### RECORDS FOR PROCESSING
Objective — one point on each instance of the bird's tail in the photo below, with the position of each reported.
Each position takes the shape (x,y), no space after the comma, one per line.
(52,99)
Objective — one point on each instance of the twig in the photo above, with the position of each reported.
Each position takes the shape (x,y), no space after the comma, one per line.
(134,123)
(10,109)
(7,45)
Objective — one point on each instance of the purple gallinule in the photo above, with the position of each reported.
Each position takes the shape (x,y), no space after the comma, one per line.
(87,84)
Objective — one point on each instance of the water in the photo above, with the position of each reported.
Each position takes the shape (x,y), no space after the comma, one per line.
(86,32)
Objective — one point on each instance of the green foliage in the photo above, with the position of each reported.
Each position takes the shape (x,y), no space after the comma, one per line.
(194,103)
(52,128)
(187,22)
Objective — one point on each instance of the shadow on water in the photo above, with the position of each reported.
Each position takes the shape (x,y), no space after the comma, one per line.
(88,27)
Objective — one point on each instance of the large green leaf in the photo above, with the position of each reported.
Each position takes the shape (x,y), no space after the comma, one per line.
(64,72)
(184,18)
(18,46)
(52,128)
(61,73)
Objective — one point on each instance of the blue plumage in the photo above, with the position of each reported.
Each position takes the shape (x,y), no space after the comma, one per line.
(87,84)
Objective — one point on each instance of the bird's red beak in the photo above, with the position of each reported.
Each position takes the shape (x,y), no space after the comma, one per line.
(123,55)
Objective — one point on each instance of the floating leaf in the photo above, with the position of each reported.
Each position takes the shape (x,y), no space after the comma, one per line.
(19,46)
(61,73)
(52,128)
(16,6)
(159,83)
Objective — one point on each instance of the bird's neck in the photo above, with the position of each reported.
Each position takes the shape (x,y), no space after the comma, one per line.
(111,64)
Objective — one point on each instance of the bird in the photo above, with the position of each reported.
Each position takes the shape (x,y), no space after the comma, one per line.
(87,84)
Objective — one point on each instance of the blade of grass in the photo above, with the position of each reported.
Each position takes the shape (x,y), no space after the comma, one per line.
######
◆ **PROBLEM REQUIREMENTS**
Retype the material in full. Each word must match.

◆ **CORRECT ANSWER**
Objective — one point on each instance of the bird's tail in the photo below, with the position of each reported.
Each position takes the shape (x,y), no space after the comma, one per line.
(52,99)
Objective — one point on each instance of the twig in the photo above, with the position of each reported.
Each position takes the shape (x,y), no space after the comma, one per line.
(134,123)
(10,109)
(7,45)
Objective — one point on each instance of the purple gallinule in the photo above, with the position of each reported.
Each position takes the shape (x,y), no space after the comma, one per line.
(87,84)
Objective — one point on each instance of the water in the photo above, with the position of each reported.
Each position takes the shape (x,y), no space after the comma, one per line.
(86,32)
Objective — one point on each instance of the green foliage in the photo above, with the position of each reported.
Each position takes the shape (x,y), no space after the comma, one per line.
(194,103)
(52,128)
(187,22)
Objective — one point on each instance of the shadow on water in the photo above, with the position of each reported.
Each position takes the shape (x,y), no space after the comma, one per line.
(88,27)
Objective — one point on each instance of the large green leaf in the photo above, with the position of each reported.
Each position takes the shape (x,y), no space after the comma, one per line.
(64,72)
(184,18)
(18,46)
(52,128)
(61,73)
Objective — one point on each instance of the blue plumage in the photo above, with the position of each reported.
Each position takes the shape (x,y), no space after the comma, one per line.
(87,84)
Objective — one point on each instance of the bird's red beak in the photo above, with the position of each reported.
Each position takes the shape (x,y), no space after the comma, one per line.
(123,55)
Objective — one point on each instance of the floating leaf in the photo above, with the position of each reported.
Each position takes the shape (x,y), no space after the comma, one per line.
(19,46)
(61,73)
(52,128)
(16,6)
(159,83)
Objective — one point on each instance of the bird's neck in the photo above, with the position of each reported.
Each position takes the shape (x,y), no space after the comma, one per line.
(111,64)
Objective — one point on each instance of the bird in the photo above, with the position of each reported.
Each position takes the shape (x,y), no space after the comma, one per line.
(87,84)
Objective — one point on each instance of the blade of grass in the photo above, with the position of each reported.
Each position takes the shape (x,y), no space after the comma, one per line.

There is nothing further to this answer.